# Task inputs:
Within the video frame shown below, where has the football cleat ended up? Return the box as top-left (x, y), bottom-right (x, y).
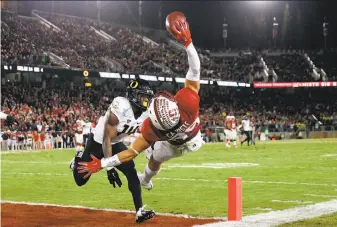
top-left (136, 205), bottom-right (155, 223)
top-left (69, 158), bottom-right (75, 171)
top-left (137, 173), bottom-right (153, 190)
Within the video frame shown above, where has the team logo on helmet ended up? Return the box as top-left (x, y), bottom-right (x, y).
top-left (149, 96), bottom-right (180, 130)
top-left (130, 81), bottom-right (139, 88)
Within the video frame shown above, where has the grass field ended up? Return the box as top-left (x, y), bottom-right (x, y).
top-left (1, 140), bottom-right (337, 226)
--
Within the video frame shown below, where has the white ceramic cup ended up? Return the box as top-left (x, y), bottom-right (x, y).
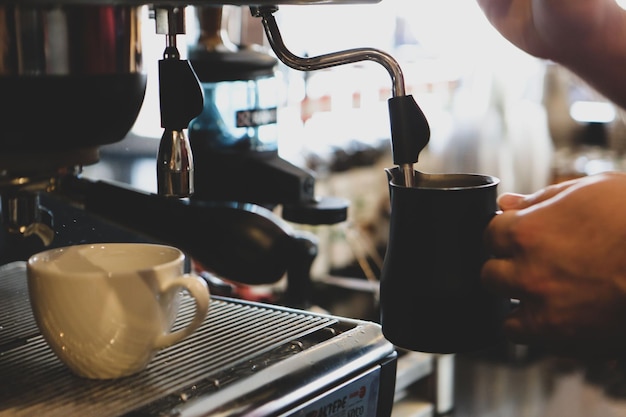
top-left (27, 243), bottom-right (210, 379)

# Exercise aim:
Can you rewrite everything in the records above from the line containing "Within the video frame shown above, where has the grass" down to the line containing "top-left (1, 140), bottom-right (337, 226)", swapping "grass field" for "playing field" and leaving everything else unchanged?

# Right answer:
Within the video frame shown above, where has the playing field ended up? Return the box as top-left (x, y), bottom-right (x, y).
top-left (1, 140), bottom-right (337, 226)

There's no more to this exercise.